▶ **DOCUMENT SEGMENT**:
========================================

Editor’s note: Candidates for state and national offices on the ballot for the  November 6 mid-term election were invited to respond to questions for profiles in The Ardmoreite. Those who chose to respond will be featured alongside their ballot opponent. For those that did not participate, basic information will be provided.

Thirty-three year resident of Oklahoma. Born in Ohio and attended the University of Texas at Austin and the University of Tulsa. Studied both architectural engineering and communications. Management and public service career including 16 years with MetLife, four years on the state’s judicial
nominating commission and chairwoman of the Tulsa
County Democratic Party. Education and training includes LOMA and NASD 6 and 26, marketing, business intelligence analyst, metrics, root cause analysis and quality auditing/process improvement. Two adult children and marital status is separated since 2017, pending final divorce decree.
What do you think are the three biggest challenges facing our state?
 Diversification of economy, poor human service delivery systems including healthcare, education and mental health, and substandard median income relative to regional averages. We can’t compete when we lag in every category that attracts and retains businesses and talented professionals.
What is your priority while in office?

========================================

▶ **THE PROBLEM**:
Rewrite the candidate profile from "Thirty-three year resident" up to and including "facing our state?", putting "chair" in place of "chairwoman".

▶ **DATASET SECTION**:
========================================

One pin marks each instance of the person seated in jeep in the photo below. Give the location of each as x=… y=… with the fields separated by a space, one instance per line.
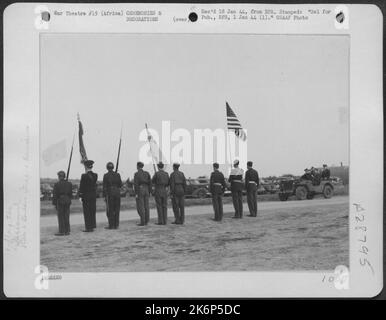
x=307 y=175
x=316 y=176
x=325 y=173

========================================

▶ **RESULT OF THE TASK**:
Thirty-three year resident of Oklahoma. Born in Ohio and attended the University of Texas at Austin and the University of Tulsa. Studied both architectural engineering and communications. Management and public service career including 16 years with MetLife, four years on the state’s judicial
nominating commission and chair of the Tulsa
County Democratic Party. Education and training includes LOMA and NASD 6 and 26, marketing, business intelligence analyst, metrics, root cause analysis and quality auditing/process improvement. Two adult children and marital status is separated since 2017, pending final divorce decree.
What do you think are the three biggest challenges facing our state?